*Set task*. Render the stretch from the line containing "Mark one point on every instance of the small" through the end of the data below as a numbered list, omitting any blank lines.

*Extracted entries*.
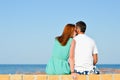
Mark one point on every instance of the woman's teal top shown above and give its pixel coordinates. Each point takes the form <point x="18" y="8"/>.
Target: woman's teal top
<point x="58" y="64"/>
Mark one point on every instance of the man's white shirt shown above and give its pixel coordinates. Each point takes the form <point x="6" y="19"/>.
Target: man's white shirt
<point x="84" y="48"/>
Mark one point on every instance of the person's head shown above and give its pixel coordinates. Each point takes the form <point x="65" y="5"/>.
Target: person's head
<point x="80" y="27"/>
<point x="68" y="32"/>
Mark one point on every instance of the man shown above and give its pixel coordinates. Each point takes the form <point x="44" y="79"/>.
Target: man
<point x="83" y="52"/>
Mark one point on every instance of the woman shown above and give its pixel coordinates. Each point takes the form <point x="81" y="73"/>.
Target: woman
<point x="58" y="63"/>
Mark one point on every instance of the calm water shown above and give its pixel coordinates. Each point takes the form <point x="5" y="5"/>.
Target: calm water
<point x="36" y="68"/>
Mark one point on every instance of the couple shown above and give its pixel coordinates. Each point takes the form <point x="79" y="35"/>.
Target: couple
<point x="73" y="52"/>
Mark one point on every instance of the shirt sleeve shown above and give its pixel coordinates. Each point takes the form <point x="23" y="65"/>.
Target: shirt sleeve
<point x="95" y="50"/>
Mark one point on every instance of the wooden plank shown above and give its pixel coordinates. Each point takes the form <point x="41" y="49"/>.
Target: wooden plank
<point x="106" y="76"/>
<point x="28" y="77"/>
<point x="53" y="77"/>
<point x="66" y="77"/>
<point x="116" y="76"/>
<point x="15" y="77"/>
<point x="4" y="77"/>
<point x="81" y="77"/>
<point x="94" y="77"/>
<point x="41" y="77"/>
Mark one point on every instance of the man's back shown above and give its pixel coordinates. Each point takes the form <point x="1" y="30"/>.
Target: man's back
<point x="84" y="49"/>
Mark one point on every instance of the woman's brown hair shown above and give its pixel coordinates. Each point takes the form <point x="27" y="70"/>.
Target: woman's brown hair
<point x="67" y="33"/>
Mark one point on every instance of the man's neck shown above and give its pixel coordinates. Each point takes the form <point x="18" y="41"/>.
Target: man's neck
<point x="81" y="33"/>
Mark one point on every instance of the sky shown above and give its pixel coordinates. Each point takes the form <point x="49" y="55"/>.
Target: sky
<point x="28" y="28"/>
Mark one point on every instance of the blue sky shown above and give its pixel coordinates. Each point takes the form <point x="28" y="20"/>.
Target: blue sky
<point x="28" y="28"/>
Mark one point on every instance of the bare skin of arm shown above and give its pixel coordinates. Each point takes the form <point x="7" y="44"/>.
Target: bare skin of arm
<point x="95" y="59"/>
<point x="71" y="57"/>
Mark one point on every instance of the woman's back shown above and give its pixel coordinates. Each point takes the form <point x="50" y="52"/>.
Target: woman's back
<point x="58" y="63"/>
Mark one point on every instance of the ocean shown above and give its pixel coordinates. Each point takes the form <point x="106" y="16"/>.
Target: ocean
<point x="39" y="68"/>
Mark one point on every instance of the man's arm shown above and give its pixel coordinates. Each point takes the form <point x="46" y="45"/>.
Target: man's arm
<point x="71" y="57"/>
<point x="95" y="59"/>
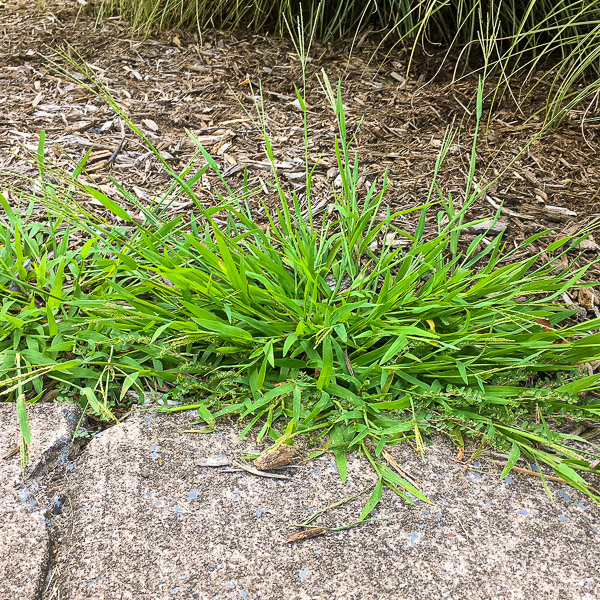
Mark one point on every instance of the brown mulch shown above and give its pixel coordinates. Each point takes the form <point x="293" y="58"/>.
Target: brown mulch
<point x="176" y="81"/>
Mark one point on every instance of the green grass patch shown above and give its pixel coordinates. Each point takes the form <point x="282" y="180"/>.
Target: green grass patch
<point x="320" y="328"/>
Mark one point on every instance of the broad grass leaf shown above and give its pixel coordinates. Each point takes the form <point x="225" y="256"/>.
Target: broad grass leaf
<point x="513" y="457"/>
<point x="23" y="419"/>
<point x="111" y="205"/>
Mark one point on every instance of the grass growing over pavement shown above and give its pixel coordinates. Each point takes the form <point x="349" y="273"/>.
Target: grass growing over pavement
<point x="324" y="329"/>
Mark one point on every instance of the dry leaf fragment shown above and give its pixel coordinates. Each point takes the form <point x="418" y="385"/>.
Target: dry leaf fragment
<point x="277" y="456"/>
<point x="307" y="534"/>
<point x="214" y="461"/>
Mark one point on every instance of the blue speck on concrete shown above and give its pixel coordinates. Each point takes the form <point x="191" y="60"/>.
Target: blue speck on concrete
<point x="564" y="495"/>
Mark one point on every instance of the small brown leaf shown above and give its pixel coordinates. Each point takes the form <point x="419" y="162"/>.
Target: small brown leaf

*Exercise output*.
1. Mark one point on every instance of the small brown leaf shown above and give its pixel coordinates. Each point takes the form <point x="419" y="162"/>.
2. Target: small brown leaf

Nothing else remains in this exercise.